Data in this exercise:

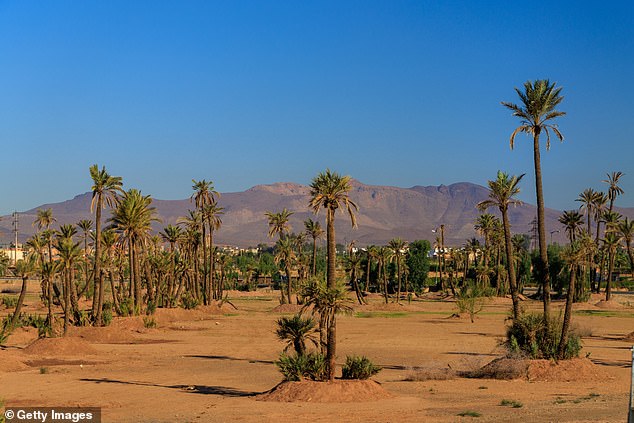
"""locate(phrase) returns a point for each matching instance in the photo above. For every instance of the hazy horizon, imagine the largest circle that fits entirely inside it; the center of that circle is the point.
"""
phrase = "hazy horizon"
(244, 93)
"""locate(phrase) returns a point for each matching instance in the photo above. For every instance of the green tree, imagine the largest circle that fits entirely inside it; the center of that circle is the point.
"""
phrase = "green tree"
(105, 189)
(330, 190)
(501, 195)
(539, 107)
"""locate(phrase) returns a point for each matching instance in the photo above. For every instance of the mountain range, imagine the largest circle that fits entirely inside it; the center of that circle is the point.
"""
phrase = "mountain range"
(384, 213)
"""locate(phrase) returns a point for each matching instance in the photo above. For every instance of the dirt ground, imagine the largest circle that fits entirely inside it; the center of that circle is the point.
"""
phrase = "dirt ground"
(209, 365)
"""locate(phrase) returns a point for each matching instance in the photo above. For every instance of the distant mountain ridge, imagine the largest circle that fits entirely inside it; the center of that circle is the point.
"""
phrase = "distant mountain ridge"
(385, 212)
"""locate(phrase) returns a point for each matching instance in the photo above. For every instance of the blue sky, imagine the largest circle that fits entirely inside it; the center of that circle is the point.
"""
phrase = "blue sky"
(249, 92)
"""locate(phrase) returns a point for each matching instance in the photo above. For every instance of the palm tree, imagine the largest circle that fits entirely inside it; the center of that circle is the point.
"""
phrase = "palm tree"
(587, 199)
(69, 253)
(330, 191)
(133, 218)
(278, 223)
(539, 102)
(104, 193)
(572, 221)
(503, 191)
(614, 190)
(485, 224)
(296, 331)
(315, 231)
(626, 231)
(397, 245)
(204, 195)
(572, 256)
(85, 225)
(611, 243)
(285, 257)
(44, 220)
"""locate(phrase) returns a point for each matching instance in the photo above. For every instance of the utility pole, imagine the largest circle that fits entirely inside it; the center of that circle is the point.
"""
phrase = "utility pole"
(16, 223)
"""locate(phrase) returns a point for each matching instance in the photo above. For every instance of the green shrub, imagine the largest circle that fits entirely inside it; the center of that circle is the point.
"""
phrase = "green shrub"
(106, 314)
(9, 301)
(359, 368)
(189, 302)
(304, 366)
(149, 322)
(529, 335)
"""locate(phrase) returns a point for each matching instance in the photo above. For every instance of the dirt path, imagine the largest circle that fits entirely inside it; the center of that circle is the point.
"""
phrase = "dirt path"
(209, 370)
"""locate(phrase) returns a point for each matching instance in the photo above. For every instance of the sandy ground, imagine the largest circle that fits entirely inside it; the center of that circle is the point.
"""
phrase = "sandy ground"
(209, 365)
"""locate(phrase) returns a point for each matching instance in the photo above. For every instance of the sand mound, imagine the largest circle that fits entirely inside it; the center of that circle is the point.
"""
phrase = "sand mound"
(383, 307)
(55, 347)
(287, 308)
(337, 391)
(11, 361)
(104, 335)
(575, 370)
(609, 305)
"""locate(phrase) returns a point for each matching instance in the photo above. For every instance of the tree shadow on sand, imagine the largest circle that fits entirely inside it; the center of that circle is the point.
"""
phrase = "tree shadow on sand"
(195, 389)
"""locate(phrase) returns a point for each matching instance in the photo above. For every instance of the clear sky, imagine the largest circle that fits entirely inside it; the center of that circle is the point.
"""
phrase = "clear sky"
(250, 92)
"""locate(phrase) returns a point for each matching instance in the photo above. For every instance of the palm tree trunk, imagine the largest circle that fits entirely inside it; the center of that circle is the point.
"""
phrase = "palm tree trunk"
(97, 266)
(332, 346)
(608, 284)
(18, 306)
(541, 228)
(510, 263)
(561, 351)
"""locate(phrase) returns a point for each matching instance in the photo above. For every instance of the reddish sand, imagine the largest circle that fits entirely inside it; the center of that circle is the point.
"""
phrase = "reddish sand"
(211, 365)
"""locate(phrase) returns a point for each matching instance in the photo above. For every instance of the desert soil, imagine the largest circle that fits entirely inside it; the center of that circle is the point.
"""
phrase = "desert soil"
(212, 365)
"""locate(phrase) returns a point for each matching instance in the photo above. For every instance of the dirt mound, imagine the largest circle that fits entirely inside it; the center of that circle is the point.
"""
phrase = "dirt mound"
(337, 391)
(609, 305)
(502, 368)
(575, 370)
(383, 307)
(11, 361)
(287, 308)
(55, 347)
(104, 335)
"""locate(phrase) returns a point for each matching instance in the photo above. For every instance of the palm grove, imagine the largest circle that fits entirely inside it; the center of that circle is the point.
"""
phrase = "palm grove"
(122, 267)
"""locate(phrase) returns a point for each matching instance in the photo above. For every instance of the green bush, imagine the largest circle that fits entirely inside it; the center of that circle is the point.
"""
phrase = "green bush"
(189, 302)
(149, 322)
(295, 367)
(9, 301)
(528, 335)
(359, 368)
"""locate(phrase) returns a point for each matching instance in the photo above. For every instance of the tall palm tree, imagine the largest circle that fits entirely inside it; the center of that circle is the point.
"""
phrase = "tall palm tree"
(587, 199)
(278, 222)
(212, 214)
(572, 221)
(204, 195)
(397, 245)
(611, 243)
(43, 221)
(614, 189)
(285, 257)
(133, 218)
(315, 231)
(484, 224)
(501, 194)
(626, 230)
(331, 191)
(85, 225)
(105, 189)
(539, 107)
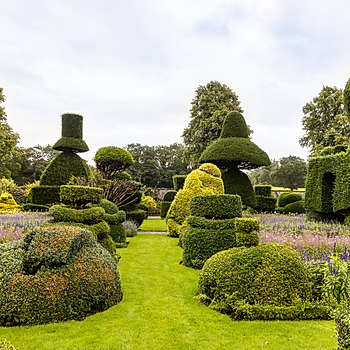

Description of the task: Please output every record above exactly. Leave the pictures out.

Worked solution:
"""locate(phrase) returns a point for each matching instance in the photo above. For every instance of the hazy horizon, imagine the largest circle that fits entirely inside it; the center of that circle is the point.
"""
phrase = "hazy horizon"
(244, 93)
"""locate(phrase) returns a point for each matching instance in the photo above. For every instance of the green tree, imagine the largest circle that fits entirely inside it; the center of that circle is the point.
"""
phrase = "green tree"
(105, 189)
(330, 190)
(501, 195)
(539, 107)
"""locate(phrase) returns a point for each matching instance in the photo above. For every instance of the mountain range, imagine the largest circle that fits entirely inside it; the center of that circle is the point.
"""
phrase = "mountain range"
(384, 213)
"""locate(phrase) returns a point for each matching instance in the photo above. For every instance of the dirt ground, imagine the largest circle that fits entirely inside it; the center of that circle is the point.
"""
phrase = "dirt ground"
(209, 365)
"""locate(phrase) returns a point for each matching instance in the photo above. For every instance of the distant mountain ridge, imagine the largest circle that fits entirely inside it; the center of that circle is the point.
"""
phrase = "distant mountain ridge"
(385, 212)
"""locate(phrase) returns a point for each matching instance in the photo above. For every instance of the blue sky, imagine the largest circle that fits entirely inside it; the center of that circle is the point.
"""
phrase = "blue sky"
(249, 92)
"""locate(phrase) returns a point for each matching instance in the photo above. For every instance of the palm tree, imagine the largest circle that fits entirely inside it; the center of that circle is the point.
"""
phrase = "palm tree"
(587, 199)
(69, 253)
(330, 191)
(133, 218)
(278, 223)
(539, 102)
(104, 193)
(572, 221)
(503, 191)
(614, 190)
(485, 224)
(296, 331)
(315, 231)
(626, 231)
(397, 245)
(204, 195)
(572, 256)
(85, 225)
(611, 243)
(285, 257)
(44, 220)
"""locate(phrase) returns a point for each matching instance in the photo above. For every instance of the utility pole, imagine the largest circle that fits entirely inside it; the center of that circle is the point.
"""
phrase = "utility pole"
(16, 223)
"""locate(phrase) returns a point for each matching instance in the photo above. For every instance of the green shrub, imagine the largest circle that fits entirely inside it; the center of that circle is the point.
"""
phrase = "green shrub"
(106, 314)
(9, 301)
(359, 368)
(189, 302)
(304, 366)
(149, 322)
(529, 335)
"""locate(phrase) returns a point for each matching instance in the photo above. For every instance of the dirt path, imagine the largest circle that fits entirely inside it; the center of that circle is the point.
"""
phrase = "dirt path"
(209, 370)
"""locate(phrase) returns a point for each matching instance in the photo above. For every instance of the sandy ground, imagine the largest circle that fits entirely inside it; the center of that circle is the point.
"""
phrase = "sandy ground"
(209, 365)
"""locate(phrase) returns a point for each matching instance in the photo above. For every instance of the sand mound, imagine the largest circle that fits entirely inside it; the center of that circle is the point.
"""
phrase = "sand mound"
(383, 307)
(55, 347)
(287, 308)
(337, 391)
(11, 361)
(104, 335)
(575, 370)
(609, 305)
"""locate(phrase) returns a point for each matching instance in the photo above. For every instance of the tree shadow on sand, imagine the largest circle that fits entirely inside it; the center of that circle is the point.
"""
phrase = "tree shadow on sand"
(195, 389)
"""locate(phrase) returns a point for each matching instance in the photo above. For every instance of the clear sky, imagine the largest circle that fits entirely inside it; the center of that circle is the point.
"""
phrase = "clear sky"
(250, 92)
"""locate(phrase) returns a point for each matching instance in the photo above. For every instance of the palm tree trunk, imagine the largest circle that fits entirely inside it; the center of that circle is the point.
"""
phrase = "palm tree trunk"
(97, 266)
(332, 346)
(608, 284)
(18, 306)
(541, 228)
(510, 263)
(561, 351)
"""locate(phrase) returns a point for each matching instance in the photo above. For every instance of the reddish sand, imagine the largest circle that fits entirely inside it; the center of that circle is the point.
"""
phrase = "reddish sand"
(211, 365)
"""locate(phrase) returns a point for each matching instance in the photo above. For every instance of the desert soil, imagine the largest circle that fits entirely inside it; the center of that circle is the point.
"""
phrase = "desert soil"
(212, 365)
"""locate(phrase) returns a point for each matching instance in the photo above. For every instance of the dirt mound, imagine the largest circle that fits entirely inside it; the center of that circle is the point.
"""
phrase = "dirt mound"
(337, 391)
(609, 305)
(502, 368)
(575, 370)
(383, 307)
(11, 361)
(287, 308)
(55, 347)
(104, 335)
"""locate(phrase) returns a point for each matching instance in the photo above. For every instance of the palm grove, imagine the largest circle that fits entirely inside it; the center of that circle is the point.
"""
phrase = "palm grove"
(122, 267)
"""locate(phrase) returns a point for each matching instance in the photo above. For every instance of the green bush, imagine the largest circle that fits entirely inside it; the center of that circle is the point.
"""
phrase = "green bush"
(189, 302)
(149, 322)
(295, 367)
(9, 301)
(528, 335)
(359, 368)
"""locate(phrase) returns a point for each matching instance in the photo above. For every instance of the tall palm tree, imagine the largest circle that fits entirely inside it; the center of that circle is the point.
"""
phrase = "tall palm tree"
(587, 199)
(278, 222)
(212, 214)
(572, 221)
(204, 195)
(397, 245)
(611, 243)
(43, 221)
(614, 189)
(285, 257)
(133, 218)
(315, 231)
(484, 224)
(501, 194)
(626, 230)
(331, 191)
(85, 225)
(105, 189)
(539, 107)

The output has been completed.